PROBLEM: Search the listing for the string "jersey" and copy every line that contains it.

*** Opening of DATA EXCERPTS ***

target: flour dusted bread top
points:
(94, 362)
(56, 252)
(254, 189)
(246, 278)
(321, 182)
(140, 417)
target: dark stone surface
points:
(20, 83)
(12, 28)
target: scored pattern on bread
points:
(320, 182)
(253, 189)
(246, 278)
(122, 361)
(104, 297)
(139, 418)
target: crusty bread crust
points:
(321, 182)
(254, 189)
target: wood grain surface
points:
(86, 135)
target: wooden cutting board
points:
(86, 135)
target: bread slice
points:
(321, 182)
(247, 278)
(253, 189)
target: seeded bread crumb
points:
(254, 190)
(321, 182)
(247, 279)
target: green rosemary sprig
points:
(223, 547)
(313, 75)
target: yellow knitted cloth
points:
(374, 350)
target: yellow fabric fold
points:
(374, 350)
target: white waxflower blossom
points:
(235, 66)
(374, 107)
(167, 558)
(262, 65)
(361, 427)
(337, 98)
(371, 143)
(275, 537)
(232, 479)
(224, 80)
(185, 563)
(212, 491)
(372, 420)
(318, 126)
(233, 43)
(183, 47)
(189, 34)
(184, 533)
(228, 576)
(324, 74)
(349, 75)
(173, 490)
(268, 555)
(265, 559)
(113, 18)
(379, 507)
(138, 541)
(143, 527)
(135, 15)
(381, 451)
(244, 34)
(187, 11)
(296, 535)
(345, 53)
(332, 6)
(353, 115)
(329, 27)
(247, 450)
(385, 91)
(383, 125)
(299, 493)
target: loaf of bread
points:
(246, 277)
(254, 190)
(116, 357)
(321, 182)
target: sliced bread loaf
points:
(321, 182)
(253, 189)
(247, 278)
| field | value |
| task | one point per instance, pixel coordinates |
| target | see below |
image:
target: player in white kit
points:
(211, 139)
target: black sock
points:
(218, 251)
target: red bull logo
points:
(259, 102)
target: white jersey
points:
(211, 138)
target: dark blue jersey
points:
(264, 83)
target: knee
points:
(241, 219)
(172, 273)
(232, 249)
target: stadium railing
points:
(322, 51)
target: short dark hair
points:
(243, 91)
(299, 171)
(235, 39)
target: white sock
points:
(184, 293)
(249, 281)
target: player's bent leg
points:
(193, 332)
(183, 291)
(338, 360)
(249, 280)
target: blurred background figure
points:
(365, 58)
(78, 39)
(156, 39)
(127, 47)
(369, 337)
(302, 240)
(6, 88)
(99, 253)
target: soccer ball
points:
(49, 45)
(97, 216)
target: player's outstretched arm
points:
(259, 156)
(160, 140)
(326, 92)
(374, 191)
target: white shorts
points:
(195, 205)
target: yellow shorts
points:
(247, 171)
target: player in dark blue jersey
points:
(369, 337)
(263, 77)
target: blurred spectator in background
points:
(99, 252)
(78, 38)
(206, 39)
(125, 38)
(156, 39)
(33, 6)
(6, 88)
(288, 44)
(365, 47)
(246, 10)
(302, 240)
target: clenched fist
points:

*** Close of DATA EXCERPTS ***
*** Opening of DATA EXCERPTS ***

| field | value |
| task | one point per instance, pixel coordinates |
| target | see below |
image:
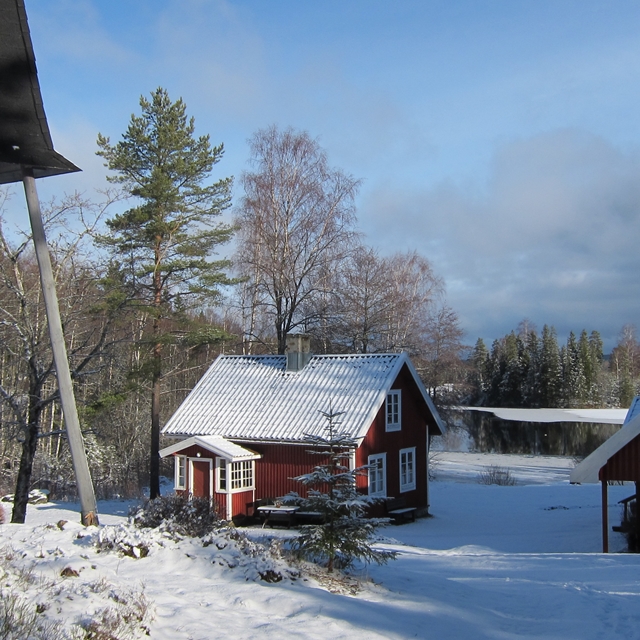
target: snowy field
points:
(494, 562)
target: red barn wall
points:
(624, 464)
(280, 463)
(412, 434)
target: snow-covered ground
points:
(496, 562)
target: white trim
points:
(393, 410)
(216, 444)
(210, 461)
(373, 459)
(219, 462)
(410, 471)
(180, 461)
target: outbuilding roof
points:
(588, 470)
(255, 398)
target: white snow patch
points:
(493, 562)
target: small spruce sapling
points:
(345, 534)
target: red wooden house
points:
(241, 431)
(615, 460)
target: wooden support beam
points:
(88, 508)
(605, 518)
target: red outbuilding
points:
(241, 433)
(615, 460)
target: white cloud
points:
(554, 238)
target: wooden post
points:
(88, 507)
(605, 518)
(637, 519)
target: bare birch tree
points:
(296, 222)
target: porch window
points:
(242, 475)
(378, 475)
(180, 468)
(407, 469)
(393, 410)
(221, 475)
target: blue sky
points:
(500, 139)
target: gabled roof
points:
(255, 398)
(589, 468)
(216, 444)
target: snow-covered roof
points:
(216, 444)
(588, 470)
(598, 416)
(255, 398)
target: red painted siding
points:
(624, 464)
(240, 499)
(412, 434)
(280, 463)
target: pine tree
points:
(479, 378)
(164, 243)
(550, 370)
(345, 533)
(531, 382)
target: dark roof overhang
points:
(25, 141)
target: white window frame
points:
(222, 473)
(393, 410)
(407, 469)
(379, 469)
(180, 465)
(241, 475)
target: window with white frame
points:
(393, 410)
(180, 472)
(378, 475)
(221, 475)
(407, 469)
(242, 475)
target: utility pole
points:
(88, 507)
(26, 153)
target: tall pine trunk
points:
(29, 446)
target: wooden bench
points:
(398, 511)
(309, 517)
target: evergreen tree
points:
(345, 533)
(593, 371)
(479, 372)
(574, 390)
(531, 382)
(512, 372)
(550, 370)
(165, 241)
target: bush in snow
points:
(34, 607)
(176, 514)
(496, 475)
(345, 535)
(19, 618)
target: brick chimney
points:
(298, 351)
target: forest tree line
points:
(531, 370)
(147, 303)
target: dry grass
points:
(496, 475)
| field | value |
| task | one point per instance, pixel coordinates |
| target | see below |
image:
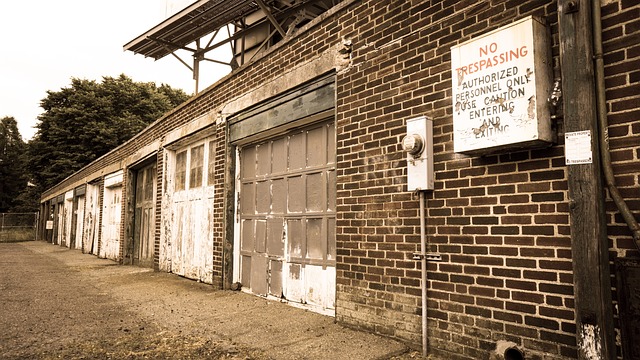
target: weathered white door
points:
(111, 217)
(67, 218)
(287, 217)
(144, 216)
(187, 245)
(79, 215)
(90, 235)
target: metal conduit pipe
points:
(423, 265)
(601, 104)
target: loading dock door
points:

*** Close of DATA EXCERPTS ***

FINISHED EXERCISE:
target: white jersey
target: dark blue jersey
target: player in dark blue jersey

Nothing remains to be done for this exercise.